• [ENTRIES PROVIDED]
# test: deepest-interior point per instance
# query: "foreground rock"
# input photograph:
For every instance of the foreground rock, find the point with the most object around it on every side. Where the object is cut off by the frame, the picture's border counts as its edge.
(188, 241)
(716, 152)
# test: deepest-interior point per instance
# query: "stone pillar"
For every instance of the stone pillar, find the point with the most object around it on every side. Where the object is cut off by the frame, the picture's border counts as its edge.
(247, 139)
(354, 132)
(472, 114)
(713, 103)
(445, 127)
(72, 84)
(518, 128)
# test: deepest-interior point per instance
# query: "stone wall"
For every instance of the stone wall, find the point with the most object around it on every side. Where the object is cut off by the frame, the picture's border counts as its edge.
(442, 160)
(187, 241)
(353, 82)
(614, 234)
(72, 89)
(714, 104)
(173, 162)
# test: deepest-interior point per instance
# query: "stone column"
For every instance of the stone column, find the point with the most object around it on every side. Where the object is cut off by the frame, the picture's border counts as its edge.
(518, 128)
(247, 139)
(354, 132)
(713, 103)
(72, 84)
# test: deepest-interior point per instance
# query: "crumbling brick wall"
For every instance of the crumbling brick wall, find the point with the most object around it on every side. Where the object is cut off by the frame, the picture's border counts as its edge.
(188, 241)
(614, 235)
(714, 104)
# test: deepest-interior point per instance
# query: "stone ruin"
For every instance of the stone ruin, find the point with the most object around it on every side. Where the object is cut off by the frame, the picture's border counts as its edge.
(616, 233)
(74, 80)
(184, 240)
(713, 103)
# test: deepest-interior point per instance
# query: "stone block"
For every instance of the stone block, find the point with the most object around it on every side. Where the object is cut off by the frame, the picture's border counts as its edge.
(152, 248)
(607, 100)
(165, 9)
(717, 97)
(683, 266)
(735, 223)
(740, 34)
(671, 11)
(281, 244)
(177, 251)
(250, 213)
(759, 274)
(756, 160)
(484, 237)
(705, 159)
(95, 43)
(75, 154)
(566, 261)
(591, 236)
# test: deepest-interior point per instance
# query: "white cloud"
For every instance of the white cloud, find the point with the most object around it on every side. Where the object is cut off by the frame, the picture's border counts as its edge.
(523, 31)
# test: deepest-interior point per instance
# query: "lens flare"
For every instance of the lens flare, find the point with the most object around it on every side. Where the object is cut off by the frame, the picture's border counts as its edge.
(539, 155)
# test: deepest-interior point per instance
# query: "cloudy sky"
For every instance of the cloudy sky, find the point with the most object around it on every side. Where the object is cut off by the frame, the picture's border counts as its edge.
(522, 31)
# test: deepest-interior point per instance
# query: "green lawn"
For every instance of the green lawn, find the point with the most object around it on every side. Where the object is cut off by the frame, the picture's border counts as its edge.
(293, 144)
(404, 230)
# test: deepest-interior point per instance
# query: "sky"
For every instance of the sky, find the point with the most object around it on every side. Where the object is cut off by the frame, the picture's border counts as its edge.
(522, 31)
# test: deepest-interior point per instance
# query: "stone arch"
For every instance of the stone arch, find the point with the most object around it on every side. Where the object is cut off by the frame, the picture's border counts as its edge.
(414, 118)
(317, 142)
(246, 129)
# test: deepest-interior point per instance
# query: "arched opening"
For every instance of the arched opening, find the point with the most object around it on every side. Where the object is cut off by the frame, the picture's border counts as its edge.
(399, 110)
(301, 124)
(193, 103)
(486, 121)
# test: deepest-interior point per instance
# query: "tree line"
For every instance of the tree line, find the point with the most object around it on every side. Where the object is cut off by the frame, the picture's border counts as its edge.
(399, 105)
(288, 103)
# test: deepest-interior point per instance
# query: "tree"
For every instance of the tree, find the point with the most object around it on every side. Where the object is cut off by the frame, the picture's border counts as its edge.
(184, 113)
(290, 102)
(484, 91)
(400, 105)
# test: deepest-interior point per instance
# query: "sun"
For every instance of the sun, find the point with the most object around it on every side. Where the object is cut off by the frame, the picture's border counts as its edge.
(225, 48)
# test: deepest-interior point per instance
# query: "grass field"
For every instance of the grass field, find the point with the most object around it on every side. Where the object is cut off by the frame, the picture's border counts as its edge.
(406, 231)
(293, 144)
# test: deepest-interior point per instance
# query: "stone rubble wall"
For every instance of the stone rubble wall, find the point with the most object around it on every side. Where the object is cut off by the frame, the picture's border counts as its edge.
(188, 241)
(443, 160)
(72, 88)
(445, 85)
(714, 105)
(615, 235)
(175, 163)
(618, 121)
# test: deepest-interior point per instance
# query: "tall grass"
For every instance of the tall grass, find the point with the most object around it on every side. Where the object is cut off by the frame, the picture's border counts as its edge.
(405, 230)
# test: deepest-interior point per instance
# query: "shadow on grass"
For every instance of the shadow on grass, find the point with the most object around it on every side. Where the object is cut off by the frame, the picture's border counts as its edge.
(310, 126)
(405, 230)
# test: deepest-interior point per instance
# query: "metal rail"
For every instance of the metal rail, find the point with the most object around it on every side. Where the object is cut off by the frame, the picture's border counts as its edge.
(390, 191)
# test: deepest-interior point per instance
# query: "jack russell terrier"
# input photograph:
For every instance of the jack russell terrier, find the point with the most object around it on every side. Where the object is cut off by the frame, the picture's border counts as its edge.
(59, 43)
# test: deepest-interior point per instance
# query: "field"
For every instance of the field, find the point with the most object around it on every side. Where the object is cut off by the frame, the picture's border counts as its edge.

• [PROBLEM TO SOLVE]
Return the records above verbatim, in their entirety.

• [ANSWER]
# test: deepest-interior point per instance
# query: "foreground rock"
# input photograph:
For every instance of the foreground rock, find the point with the most object around it on every side. Where the object is cut off by the frame, the picture's border counts as its edge.
(188, 241)
(716, 152)
# test: deepest-interior point per instance
# query: "stone pillar"
For every instance of the stone pillar, find the point with the most object around it on every side. Where the object is cut off by the frame, the picture's border counts as its edge.
(247, 139)
(354, 132)
(472, 114)
(713, 103)
(445, 127)
(72, 84)
(518, 128)
# test: deepest-interior point per instance
# query: "stone wall"
For every instance of the stone wall, find the point with the most object around it on every side. Where the object is cut off by the frame, the picture's border counts as its edge.
(442, 160)
(187, 241)
(353, 82)
(614, 234)
(72, 89)
(714, 104)
(173, 162)
# test: deepest-interior point per instance
# query: "stone column"
For every instance of the stone column, find the point with the most object around it on every side. Where the object is cut off by the frame, the picture's border counts as its edge.
(518, 128)
(247, 139)
(354, 132)
(713, 103)
(72, 84)
# test: deepest-interior point per instance
# query: "crumbling brick wall"
For every instance of the crumbling brick wall, find the point with the most object around it on every side. Where the object is cut off by the frame, the picture's border counts as its edge.
(188, 241)
(614, 235)
(714, 104)
# test: deepest-interior point per instance
# query: "stone ruin"
For every instance of the stone ruin, find the point with the most object around it on every side. Where the object is cut off by the frame, the picture's border counts as its edge.
(616, 233)
(74, 80)
(184, 240)
(713, 103)
# test: deepest-interior point per instance
# query: "stone block"
For every instance of the stone block, find the point with the most object around it on every side. Where the object is cut off by the frame, the picture's border counts as its edge.
(152, 248)
(607, 100)
(165, 9)
(717, 97)
(683, 266)
(735, 223)
(740, 34)
(671, 11)
(281, 244)
(177, 251)
(250, 213)
(759, 274)
(756, 160)
(484, 237)
(705, 159)
(95, 43)
(75, 154)
(566, 261)
(591, 236)
# test: deepest-interior point per instance
# query: "white cloud"
For every instance of the white cloud, find the point with the most object around it on every side. Where the object is cut off by the frame, the picture's border counts as its edge.
(523, 31)
# test: deepest-interior point per instance
# query: "lens flare"
For every instance of the lens flare, find the point with the most object around it on every side. Where the object is cut off by the frame, the picture's border counts as its edge.
(539, 155)
# test: deepest-interior point per instance
# query: "cloudy sky"
For every instance of the cloudy sky, find the point with the most object around it on every side. Where the object is cut off by the frame, the picture's border counts as its edge.
(522, 31)
# test: deepest-interior point per instance
# query: "green lawn"
For every instance of the green lawn, find the point with the most object around it on every side. Where the object is cut off by the frame, the picture's border counts as its edge.
(293, 144)
(404, 230)
# test: deepest-interior point per instance
# query: "sky"
For every instance of the sky, find the point with the most object around it on every side. Where the object is cut off by the frame, the picture's border counts as its edge.
(522, 31)
# test: deepest-interior point per instance
# query: "stone arch"
For every instance of the stone arch, find the point with the most object around it on every side. Where the object is cut off by the frame, the picture's border counts as its edge.
(414, 118)
(317, 142)
(246, 129)
# test: deepest-interior point per instance
# query: "arched opening"
For every instance of the arched opening, find the point with the most object around it on every side. Where the object is cut off by the frame, the picture's border counts as its edge.
(399, 110)
(301, 124)
(193, 103)
(486, 121)
# test: deepest-interior point per instance
# query: "tree line"
For every instance of the tree line, find the point with the most object around it on every side. Where the object is cut off by the frame, the picture's border counts as its edge.
(399, 105)
(288, 103)
# test: deepest-interior point per instance
# query: "tree"
For every instance of the tree, find the point with the most object around it on every side. Where the object is cut off by the frame, the picture's border counts as its edge.
(184, 113)
(290, 102)
(484, 91)
(400, 105)
# test: deepest-interior point per instance
# query: "sun"
For every instance of the sun, find the point with the most object around it on every side. Where the object is cut off by the frame, the picture's border counts as its edge.
(225, 48)
# test: deepest-interior point per instance
# query: "grass field"
For every instance of the grass field, find the point with the most object around it on every side. Where the object is cut off by the frame, the picture's border counts as its edge.
(406, 231)
(293, 144)
# test: deepest-interior point per instance
# query: "stone rubble wall"
For every instance of the stone rubble wall, find the point with the most object around it on every side. Where the object is cut off by the frame, the picture's border counts as its edge.
(188, 241)
(443, 160)
(72, 88)
(445, 85)
(714, 105)
(615, 235)
(175, 163)
(618, 121)
# test: deepest-interior point per instance
# query: "tall grass"
For every instance of the tall grass, find the point with the most object around it on every side. Where the object is cut off by the frame, the picture's border counts as its edge.
(405, 230)
# test: deepest-interior point per instance
# query: "shadow on grass"
For every instance of the shadow on grass, find the point with the most object around it on every side. Where the object is cut off by the frame, the picture's border counts as its edge.
(310, 126)
(405, 230)
# test: deepest-interior point per instance
# query: "metal rail"
For every instance of the metal rail, find the point with the most object around it on every side. Where the object is cut off by the frame, the picture's border counts as its edge.
(390, 191)
# test: deepest-interior point per instance
# query: "jack russell terrier"
# input photograph:
For every instance of the jack russell terrier, find the point with the most object around it on every side. Where the object is cut off by the frame, the picture's border counts as its edge.
(59, 43)
# test: deepest-interior point per instance
# query: "field"
For every instance of the field, find the point with the most object around it on every side. Where the object is cut off by the frame, the picture's border counts as its edge.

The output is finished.